◆ Exercise material
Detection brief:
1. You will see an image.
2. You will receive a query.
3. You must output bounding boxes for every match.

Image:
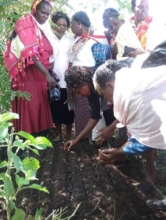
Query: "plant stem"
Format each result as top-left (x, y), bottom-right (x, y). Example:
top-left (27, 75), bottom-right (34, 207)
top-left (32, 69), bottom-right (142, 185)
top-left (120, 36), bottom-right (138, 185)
top-left (6, 129), bottom-right (13, 220)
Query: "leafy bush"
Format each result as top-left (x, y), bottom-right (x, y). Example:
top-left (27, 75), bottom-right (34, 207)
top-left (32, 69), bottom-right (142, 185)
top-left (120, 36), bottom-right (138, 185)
top-left (0, 112), bottom-right (52, 220)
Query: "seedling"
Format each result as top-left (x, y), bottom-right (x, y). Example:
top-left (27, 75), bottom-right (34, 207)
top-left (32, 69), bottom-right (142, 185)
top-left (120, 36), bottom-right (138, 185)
top-left (0, 112), bottom-right (52, 220)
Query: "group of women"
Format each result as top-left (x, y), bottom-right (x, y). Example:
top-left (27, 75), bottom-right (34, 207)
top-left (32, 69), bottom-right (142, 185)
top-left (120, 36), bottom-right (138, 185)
top-left (4, 0), bottom-right (165, 194)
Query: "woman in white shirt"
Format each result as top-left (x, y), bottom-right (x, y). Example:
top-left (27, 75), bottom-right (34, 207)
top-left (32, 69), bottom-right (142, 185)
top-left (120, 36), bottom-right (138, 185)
top-left (51, 11), bottom-right (74, 141)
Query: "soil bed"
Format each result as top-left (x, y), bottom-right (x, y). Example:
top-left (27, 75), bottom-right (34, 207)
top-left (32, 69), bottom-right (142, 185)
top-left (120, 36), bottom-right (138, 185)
top-left (13, 139), bottom-right (166, 220)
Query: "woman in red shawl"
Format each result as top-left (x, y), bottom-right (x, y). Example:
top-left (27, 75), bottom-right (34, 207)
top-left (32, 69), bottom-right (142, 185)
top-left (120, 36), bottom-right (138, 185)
top-left (4, 0), bottom-right (57, 136)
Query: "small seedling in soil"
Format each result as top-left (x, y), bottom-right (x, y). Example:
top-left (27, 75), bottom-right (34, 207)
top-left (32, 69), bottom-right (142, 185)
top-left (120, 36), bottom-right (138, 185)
top-left (0, 112), bottom-right (52, 220)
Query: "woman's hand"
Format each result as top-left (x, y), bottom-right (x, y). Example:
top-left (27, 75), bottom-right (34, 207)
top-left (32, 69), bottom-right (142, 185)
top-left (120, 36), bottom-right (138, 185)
top-left (127, 49), bottom-right (145, 58)
top-left (64, 139), bottom-right (78, 151)
top-left (113, 42), bottom-right (118, 54)
top-left (95, 126), bottom-right (114, 145)
top-left (46, 74), bottom-right (59, 90)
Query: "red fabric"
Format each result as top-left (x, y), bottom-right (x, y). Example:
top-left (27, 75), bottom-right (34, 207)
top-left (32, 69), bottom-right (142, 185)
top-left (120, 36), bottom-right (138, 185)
top-left (12, 31), bottom-right (53, 134)
top-left (31, 0), bottom-right (52, 15)
top-left (4, 15), bottom-right (43, 87)
top-left (4, 0), bottom-right (52, 87)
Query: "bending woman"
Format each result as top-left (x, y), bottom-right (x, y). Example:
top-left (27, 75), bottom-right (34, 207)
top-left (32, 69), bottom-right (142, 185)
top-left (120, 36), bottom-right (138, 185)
top-left (70, 11), bottom-right (110, 143)
top-left (4, 0), bottom-right (58, 136)
top-left (64, 66), bottom-right (109, 150)
top-left (93, 60), bottom-right (166, 192)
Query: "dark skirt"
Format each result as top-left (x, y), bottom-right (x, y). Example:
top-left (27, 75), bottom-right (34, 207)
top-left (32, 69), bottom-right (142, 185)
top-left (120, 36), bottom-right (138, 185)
top-left (50, 88), bottom-right (74, 124)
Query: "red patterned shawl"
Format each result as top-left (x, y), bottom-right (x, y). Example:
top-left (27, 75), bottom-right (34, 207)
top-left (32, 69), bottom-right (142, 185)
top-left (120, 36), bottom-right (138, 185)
top-left (4, 0), bottom-right (51, 87)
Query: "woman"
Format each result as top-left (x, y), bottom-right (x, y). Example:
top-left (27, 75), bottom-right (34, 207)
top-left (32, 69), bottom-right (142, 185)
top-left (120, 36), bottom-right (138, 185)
top-left (4, 0), bottom-right (58, 136)
top-left (51, 12), bottom-right (74, 141)
top-left (70, 11), bottom-right (110, 143)
top-left (93, 60), bottom-right (166, 192)
top-left (128, 0), bottom-right (166, 57)
top-left (64, 66), bottom-right (104, 150)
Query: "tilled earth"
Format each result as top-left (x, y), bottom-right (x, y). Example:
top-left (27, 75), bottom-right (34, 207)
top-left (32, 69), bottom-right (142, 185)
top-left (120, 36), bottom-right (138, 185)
top-left (13, 139), bottom-right (166, 220)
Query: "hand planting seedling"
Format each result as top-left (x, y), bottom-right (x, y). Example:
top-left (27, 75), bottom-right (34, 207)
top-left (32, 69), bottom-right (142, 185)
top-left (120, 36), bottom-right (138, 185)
top-left (0, 112), bottom-right (52, 220)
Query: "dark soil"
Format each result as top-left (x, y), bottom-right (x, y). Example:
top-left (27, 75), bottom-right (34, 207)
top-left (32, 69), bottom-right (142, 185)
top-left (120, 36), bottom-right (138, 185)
top-left (2, 128), bottom-right (166, 220)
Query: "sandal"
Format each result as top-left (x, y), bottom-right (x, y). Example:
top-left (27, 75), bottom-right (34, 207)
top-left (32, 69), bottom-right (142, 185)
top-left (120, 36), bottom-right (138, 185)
top-left (137, 180), bottom-right (156, 193)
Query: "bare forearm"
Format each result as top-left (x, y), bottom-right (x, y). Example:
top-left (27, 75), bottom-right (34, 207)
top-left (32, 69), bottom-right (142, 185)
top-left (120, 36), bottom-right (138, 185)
top-left (32, 56), bottom-right (49, 77)
top-left (109, 119), bottom-right (119, 130)
top-left (76, 118), bottom-right (99, 142)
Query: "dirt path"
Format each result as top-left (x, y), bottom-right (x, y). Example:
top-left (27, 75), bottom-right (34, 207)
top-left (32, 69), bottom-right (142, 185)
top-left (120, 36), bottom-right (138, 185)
top-left (14, 143), bottom-right (166, 220)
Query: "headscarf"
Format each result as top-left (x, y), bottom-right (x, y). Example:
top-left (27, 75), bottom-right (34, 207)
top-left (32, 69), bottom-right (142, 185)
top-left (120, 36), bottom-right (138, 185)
top-left (130, 16), bottom-right (153, 49)
top-left (31, 0), bottom-right (52, 15)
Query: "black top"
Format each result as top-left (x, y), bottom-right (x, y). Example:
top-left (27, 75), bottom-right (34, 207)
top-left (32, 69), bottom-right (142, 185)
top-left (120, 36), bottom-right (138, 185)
top-left (88, 85), bottom-right (101, 120)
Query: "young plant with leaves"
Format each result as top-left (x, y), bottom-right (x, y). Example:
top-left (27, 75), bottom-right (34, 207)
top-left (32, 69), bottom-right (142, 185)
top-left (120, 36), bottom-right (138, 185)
top-left (0, 112), bottom-right (52, 220)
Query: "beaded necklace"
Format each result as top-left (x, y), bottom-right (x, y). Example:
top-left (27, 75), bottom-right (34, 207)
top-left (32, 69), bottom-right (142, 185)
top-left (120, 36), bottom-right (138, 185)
top-left (72, 29), bottom-right (90, 61)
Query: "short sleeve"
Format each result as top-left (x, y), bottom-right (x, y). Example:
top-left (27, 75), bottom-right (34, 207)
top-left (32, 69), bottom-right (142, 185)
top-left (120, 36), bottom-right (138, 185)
top-left (88, 92), bottom-right (101, 120)
top-left (92, 43), bottom-right (111, 70)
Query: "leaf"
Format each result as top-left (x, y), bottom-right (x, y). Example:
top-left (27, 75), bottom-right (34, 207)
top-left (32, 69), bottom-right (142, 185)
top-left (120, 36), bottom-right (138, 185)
top-left (0, 161), bottom-right (8, 169)
top-left (22, 157), bottom-right (40, 172)
top-left (25, 144), bottom-right (39, 155)
top-left (12, 209), bottom-right (25, 220)
top-left (0, 173), bottom-right (14, 197)
top-left (26, 184), bottom-right (50, 194)
top-left (0, 123), bottom-right (10, 141)
top-left (25, 170), bottom-right (37, 180)
top-left (35, 137), bottom-right (53, 150)
top-left (10, 201), bottom-right (16, 210)
top-left (10, 151), bottom-right (22, 173)
top-left (17, 131), bottom-right (36, 144)
top-left (0, 112), bottom-right (19, 122)
top-left (16, 174), bottom-right (29, 186)
top-left (13, 140), bottom-right (25, 150)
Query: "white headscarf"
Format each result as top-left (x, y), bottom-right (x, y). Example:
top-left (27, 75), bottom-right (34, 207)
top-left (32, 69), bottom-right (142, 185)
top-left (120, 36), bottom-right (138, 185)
top-left (30, 14), bottom-right (59, 63)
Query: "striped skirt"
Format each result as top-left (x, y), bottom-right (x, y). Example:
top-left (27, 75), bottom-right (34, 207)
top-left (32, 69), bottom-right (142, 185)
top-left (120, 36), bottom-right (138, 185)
top-left (74, 94), bottom-right (92, 140)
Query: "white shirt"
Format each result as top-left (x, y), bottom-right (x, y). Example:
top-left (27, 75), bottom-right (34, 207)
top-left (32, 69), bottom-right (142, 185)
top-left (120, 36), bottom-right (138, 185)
top-left (54, 34), bottom-right (74, 88)
top-left (114, 66), bottom-right (166, 149)
top-left (145, 19), bottom-right (166, 52)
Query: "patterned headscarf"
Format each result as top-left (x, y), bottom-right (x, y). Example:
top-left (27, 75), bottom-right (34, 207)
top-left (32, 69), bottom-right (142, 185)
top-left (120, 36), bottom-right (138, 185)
top-left (31, 0), bottom-right (52, 15)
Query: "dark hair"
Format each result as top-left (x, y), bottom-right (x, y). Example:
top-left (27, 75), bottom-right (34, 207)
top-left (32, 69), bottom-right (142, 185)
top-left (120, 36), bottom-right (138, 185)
top-left (72, 11), bottom-right (91, 28)
top-left (51, 11), bottom-right (70, 28)
top-left (131, 0), bottom-right (137, 8)
top-left (103, 8), bottom-right (120, 18)
top-left (36, 0), bottom-right (51, 10)
top-left (65, 66), bottom-right (92, 89)
top-left (93, 60), bottom-right (122, 89)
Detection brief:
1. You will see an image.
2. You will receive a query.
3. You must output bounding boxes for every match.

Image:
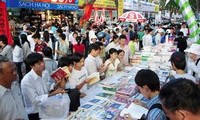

◆ Objective
Reproduce everything from the start of the material down to the line containing "top-left (4, 0), bottom-right (165, 194)", including both ends, word for word. Leave the pictures out.

◆ Result
Detection brief:
1. You will see an image.
2. You will receive a query.
3. You must output bounding boxes for every match.

Image:
Query: "plant stem"
Format each result as top-left (x, y), bottom-right (x, y). Example:
top-left (27, 75), bottom-right (34, 207)
top-left (32, 69), bottom-right (142, 185)
top-left (120, 36), bottom-right (138, 185)
top-left (6, 129), bottom-right (13, 220)
Query: "leafy bush"
Format each result as top-left (x, y), bottom-right (x, y). Example:
top-left (27, 75), bottom-right (34, 207)
top-left (32, 69), bottom-right (142, 185)
top-left (120, 36), bottom-right (138, 185)
top-left (0, 112), bottom-right (52, 220)
Query: "seedling"
Format each result as top-left (x, y), bottom-right (x, y). Example:
top-left (27, 75), bottom-right (34, 207)
top-left (32, 69), bottom-right (142, 185)
top-left (120, 36), bottom-right (138, 185)
top-left (0, 112), bottom-right (52, 220)
Query: "group of women"
Format each result as top-left (x, y), bottom-right (x, y). Example:
top-left (27, 75), bottom-right (34, 207)
top-left (32, 69), bottom-right (142, 185)
top-left (120, 36), bottom-right (138, 185)
top-left (4, 0), bottom-right (165, 194)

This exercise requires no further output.